● **What to produce**
Restate the entries word for word, omitting nothing.

* START *

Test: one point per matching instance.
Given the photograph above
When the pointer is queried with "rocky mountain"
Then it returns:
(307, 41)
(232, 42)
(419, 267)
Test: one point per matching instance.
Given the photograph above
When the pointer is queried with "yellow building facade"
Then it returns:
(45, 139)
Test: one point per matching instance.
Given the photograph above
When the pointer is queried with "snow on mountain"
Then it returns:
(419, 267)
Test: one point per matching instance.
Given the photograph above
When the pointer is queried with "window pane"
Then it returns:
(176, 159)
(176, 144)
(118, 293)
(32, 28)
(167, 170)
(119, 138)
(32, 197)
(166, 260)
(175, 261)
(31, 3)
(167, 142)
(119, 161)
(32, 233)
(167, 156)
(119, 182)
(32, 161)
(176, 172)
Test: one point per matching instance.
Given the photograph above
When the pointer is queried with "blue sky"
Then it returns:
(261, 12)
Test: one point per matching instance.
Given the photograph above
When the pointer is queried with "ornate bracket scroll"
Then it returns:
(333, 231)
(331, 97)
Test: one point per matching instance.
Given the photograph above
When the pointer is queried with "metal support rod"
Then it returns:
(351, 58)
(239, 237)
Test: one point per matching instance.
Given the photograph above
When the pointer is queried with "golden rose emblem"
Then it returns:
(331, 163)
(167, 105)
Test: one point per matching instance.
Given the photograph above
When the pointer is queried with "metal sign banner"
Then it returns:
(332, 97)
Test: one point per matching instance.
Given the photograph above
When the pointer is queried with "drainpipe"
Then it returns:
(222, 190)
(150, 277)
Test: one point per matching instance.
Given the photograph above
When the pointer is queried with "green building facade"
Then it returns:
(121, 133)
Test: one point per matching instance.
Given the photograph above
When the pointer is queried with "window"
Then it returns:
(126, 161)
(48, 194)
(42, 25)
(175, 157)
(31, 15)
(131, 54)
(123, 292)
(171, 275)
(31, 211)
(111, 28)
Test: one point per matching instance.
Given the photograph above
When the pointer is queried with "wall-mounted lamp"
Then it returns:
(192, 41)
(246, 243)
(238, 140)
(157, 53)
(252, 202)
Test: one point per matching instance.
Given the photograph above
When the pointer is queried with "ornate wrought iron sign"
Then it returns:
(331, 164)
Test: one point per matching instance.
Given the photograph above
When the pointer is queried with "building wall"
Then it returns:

* END *

● **Exercise response**
Test: one point per matching instance.
Given the photograph above
When the pointer is queried with "rocky mountain"
Then it returns:
(307, 41)
(232, 42)
(419, 267)
Test: one point per matching instance.
Given the photograph above
When the pointer is queried with "yellow building facade"
Then it returns:
(45, 139)
Test: one point per matching instance.
Given the photograph above
When the pointer is queried with "snow on mountain"
Then it returns:
(419, 267)
Test: one point per matching instance.
Given the photograph above
When the pointer is queried with "window pane"
Then it returns:
(176, 159)
(176, 144)
(118, 293)
(32, 28)
(167, 170)
(119, 138)
(32, 197)
(166, 260)
(175, 261)
(31, 3)
(167, 142)
(119, 161)
(32, 233)
(167, 156)
(119, 182)
(32, 161)
(176, 172)
Test: one point per matching instance.
Given the photograph above
When the pointer is queried with "blue sky"
Then it returns:
(261, 12)
Test: one point per matching instance.
Given the photograph above
When the pointer is queried with "ornate bracket scroll"
Then it returns:
(333, 231)
(331, 97)
Test: one point per matching instance.
Given the photograph above
When the pointer is queried with "metal support rod"
Then it returns:
(351, 58)
(239, 237)
Test: one point per matching instance.
Given the photograph above
When the pointer is queried with "golden rose emblem"
Then it returns:
(331, 163)
(167, 105)
Test: one point per matching instance.
Given the photograph above
When the pointer is queried with "metal sign banner"
Then it returns:
(332, 97)
Test: one point per matching instance.
Given the photograph above
When the pointer is queried with "drainpipe"
Then it returns:
(222, 190)
(150, 277)
Test: one point per matching instance.
Given the photograph above
When the pointer is queried with "green building facade"
Then it returns:
(121, 133)
Test: one point per matching instance.
Given the photograph above
When the pointer is queried with "window"
Then it returns:
(126, 161)
(48, 194)
(42, 25)
(175, 157)
(31, 15)
(131, 54)
(123, 292)
(171, 275)
(31, 211)
(111, 28)
Test: one point per matching instance.
Given the photograph above
When the pointer is queried with "wall-mounted lamp"
Then it returns:
(192, 41)
(246, 243)
(238, 140)
(157, 53)
(252, 202)
Test: one point per matching instance.
Given the photograph above
When the pointer is queried with "ornate wrought iron sign"
Then it returns:
(331, 164)
Test: one point per matching instance.
Given the photograph above
When the pointer is queried with "building wall"
Then it returns:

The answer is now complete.